• Given data:
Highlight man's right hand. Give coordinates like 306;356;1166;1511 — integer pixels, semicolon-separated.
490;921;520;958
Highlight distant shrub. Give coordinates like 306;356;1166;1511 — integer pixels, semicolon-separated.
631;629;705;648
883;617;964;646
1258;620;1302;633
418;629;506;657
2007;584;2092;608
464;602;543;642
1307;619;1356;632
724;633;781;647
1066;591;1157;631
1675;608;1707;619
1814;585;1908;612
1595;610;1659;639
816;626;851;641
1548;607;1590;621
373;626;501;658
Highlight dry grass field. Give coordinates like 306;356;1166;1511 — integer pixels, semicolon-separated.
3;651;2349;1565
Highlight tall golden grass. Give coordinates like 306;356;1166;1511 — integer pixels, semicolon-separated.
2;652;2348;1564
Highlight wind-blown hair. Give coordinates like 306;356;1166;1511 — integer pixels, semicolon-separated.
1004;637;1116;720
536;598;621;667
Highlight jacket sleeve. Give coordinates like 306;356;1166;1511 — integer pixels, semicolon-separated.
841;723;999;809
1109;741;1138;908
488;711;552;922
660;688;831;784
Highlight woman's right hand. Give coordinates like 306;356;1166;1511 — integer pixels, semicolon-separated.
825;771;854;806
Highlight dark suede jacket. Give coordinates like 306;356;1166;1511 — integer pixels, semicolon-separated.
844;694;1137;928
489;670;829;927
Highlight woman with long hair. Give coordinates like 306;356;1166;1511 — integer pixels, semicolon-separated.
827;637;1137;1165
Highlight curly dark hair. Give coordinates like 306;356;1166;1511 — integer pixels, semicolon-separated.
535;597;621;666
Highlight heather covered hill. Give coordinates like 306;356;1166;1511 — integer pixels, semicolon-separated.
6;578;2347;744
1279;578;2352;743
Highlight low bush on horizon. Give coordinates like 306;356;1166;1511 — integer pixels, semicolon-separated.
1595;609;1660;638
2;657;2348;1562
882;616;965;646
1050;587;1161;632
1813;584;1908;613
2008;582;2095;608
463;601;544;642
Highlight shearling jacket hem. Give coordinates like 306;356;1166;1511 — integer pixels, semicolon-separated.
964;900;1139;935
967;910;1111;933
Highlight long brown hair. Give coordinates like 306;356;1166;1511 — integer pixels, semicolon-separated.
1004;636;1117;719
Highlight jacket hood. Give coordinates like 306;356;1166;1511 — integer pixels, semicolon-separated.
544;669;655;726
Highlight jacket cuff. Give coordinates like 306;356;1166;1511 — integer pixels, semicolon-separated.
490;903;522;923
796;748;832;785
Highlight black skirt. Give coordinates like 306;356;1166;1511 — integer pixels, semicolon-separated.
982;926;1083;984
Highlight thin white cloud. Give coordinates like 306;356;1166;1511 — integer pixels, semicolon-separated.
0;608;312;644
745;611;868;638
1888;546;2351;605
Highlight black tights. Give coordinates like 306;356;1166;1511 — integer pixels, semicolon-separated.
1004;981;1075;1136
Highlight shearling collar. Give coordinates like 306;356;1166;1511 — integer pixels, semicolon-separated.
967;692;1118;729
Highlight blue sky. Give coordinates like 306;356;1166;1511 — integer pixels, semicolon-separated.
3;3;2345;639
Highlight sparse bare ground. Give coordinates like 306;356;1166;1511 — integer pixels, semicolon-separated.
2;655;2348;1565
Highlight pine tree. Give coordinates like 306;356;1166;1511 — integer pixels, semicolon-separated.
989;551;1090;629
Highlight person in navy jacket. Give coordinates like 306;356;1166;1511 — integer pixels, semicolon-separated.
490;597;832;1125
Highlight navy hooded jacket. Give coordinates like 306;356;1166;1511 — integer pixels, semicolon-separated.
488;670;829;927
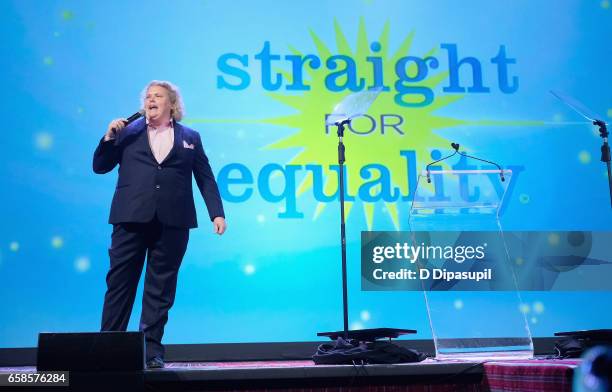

• What to do: No pictures belong in the copy. Repeat the entries exactly.

• Task solution:
Highlight man's right hand. Give coordinates like 306;356;1166;1511 — integer pixels, semicolon-separated.
490;921;520;958
Highlight distant shrub. Give coordinates like 306;356;1166;1511 — integer pixels, semicolon-separated.
631;629;705;648
883;617;964;646
1258;620;1302;633
418;629;506;657
2007;584;2092;608
464;602;543;642
1307;619;1356;632
724;633;781;647
1066;591;1157;631
1675;608;1707;619
1814;585;1908;612
1595;610;1659;639
816;626;851;641
1548;607;1590;621
373;626;501;658
Highlight dry grass field. Give coordinates like 306;356;1166;1511 — integer pixels, semicolon-separated.
3;651;2349;1565
Highlight tall golden grass. Give coordinates like 306;356;1166;1511 — integer pixels, semicolon-separated.
2;652;2348;1564
Highlight wind-blown hair. Give coordinates like 306;356;1166;1511 — integer pixels, semicolon-separated.
1004;637;1116;720
536;598;621;667
Highlight jacket sleeve. Give coordinates like 306;356;1166;1511 — integer pixels, semicolon-separated.
841;723;999;809
1109;741;1138;908
488;711;552;922
660;688;831;784
Highlight woman's right hand. Give coordinates like 306;356;1166;1511 — integer pixels, semicolon-separated.
825;771;854;806
Highlight dark suede jacket. Give coordinates like 306;356;1166;1511 — integer pixels, semicolon-separated.
844;694;1137;928
489;670;829;927
Highlight woman with long hair. Give coordinates like 306;356;1166;1511 — integer pixels, semicolon-separated.
827;637;1137;1165
Highlight curly dark hair. Give coordinates like 306;356;1166;1511 — integer pixels, semicolon-separated.
535;597;621;666
Highlight heather covered hill. Give coordinates like 306;356;1166;1511 — integer pixels, semicolon-separated.
6;578;2347;744
1279;578;2352;743
Highlight low bush on horizon. Give coordinates like 306;356;1166;1511 — integer pixels, semicolon-separated.
1595;609;1660;638
2;657;2348;1562
882;616;965;646
1050;587;1161;632
1813;584;1908;613
2008;582;2095;608
463;601;544;642
Highlight shearling jacket hem. Give coordinates like 306;356;1166;1511 — integer pixels, semicolon-separated.
964;900;1139;935
967;910;1111;933
Highlight long brown hair. Give coordinates like 306;356;1166;1511 — integer pixels, semicolon-separated.
1004;636;1117;719
Highlight jacket hood. Give coordinates like 306;356;1166;1511 — integer pixels, semicolon-separated.
544;669;655;726
Highlight jacket cuff. Give coordinates like 306;356;1166;1511 — integer pixels, semicolon-separated.
490;903;522;923
796;748;832;785
Highlight black skirt. Give coordinates like 306;356;1166;1511 — integer pixels, semicolon-separated.
982;926;1083;984
Highlight thin white cloud. Give coordinates like 306;356;1166;1511 — integer pixels, semicolon-separated.
0;608;312;644
745;611;868;638
1888;546;2351;605
Highlight black tights. Give coordinates like 306;356;1166;1511 — integer pixels, semicolon-separated.
1004;981;1075;1136
Highlight shearling collar. Give coordinates like 306;356;1166;1511 — integer pixels, semicolon-separated.
967;692;1118;729
Highlight blue sky. Give coordinates like 306;356;1166;1511 — integer pixels, semicolon-separated.
3;3;2345;639
Highlight sparse bare ground. Give coordinates like 306;356;1166;1511 — integer pixels, semicolon-separated.
2;655;2348;1565
Highlight pine tree. Give coordinates like 306;356;1166;1511 — integer pixels, semicolon-separated.
989;551;1090;629
Highlight person in navy jacket. Give coordinates like 306;356;1166;1511 — integer pixels, semicolon-separated.
490;597;832;1125
Highlight navy hooded jacket. Give coordinates like 306;356;1166;1511 — integer pixels, semicolon-separated.
488;670;829;927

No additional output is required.